◆ Written problem ◆
List every section heading in the article below on booking family hotel stays in New York City.

Here are the things that are important to me when booking a stay for my family in the Big Apple.

Rooms that sleep four

My No. 1 criteria for any family trip to NYC is finding rooms that sleep four. Many rooms with two double beds, and even two queen beds, are still only listed for two or three people. I know families that regularly "sneak" their kids into rooms that are not technically rated for four people, but it's not a practice I recommend. The one time you get caught could cost you thousands in last-minute hotel fees or worse: no place to stay. If you've got more than two kids, check out these tips for booking hotel rooms for large families.

Location, location, location

While staying in an outer borough could make for a fun trip, I'm sticking to Manhattan for shorter NYC trips as most of the attractions on my family's wish list are there. Currently, all but one of Marriott's Manhattan Category 4 hotels are in Lower Manhattan, which is a reasonable distance to the World Trade Center, 9/11 Memorial (the museum may not be appropriate for small children), South Street Seaport and more. I weigh subway proximity very heavily into my calculations, so if nothing in Lower Manhattan appeals to you, you might want to consider another booking strategy. If you don't yet know which NYC attractions to put on your to-do list, read about these affordable and family-friendly activities.

Exploring the High Line in the warmer months. Photo by Boogich via Getty Images.
Exploring the High Line in the warmer months. (Photo by Boogich/Getty Images)

Real-time availability

I see a lot of this when I search Marriott.com for New York properties rated for four people:

(Screenshot via Marriott.com)

With that in mind, I'm only recommending properties that show a reasonable amount of bookable dates open in the next six months. You'll notice when you see the list that no Starwood properties are included in my rankings. There are a couple listed, but I couldn't find available dates where an award could be redeemed.

◆ Extracted records ◆
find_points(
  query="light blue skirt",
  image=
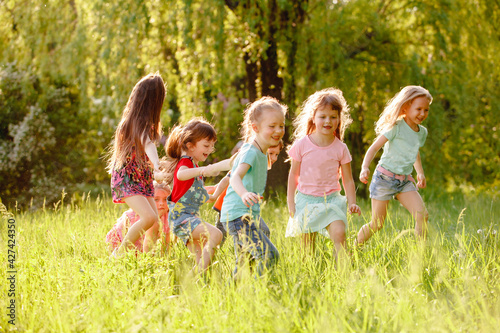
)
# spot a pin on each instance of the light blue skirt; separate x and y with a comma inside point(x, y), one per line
point(314, 214)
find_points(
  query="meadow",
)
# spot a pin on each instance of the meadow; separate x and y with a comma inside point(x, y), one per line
point(67, 283)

◆ Output for this task ◆
Rooms that sleep four
Location, location, location
Real-time availability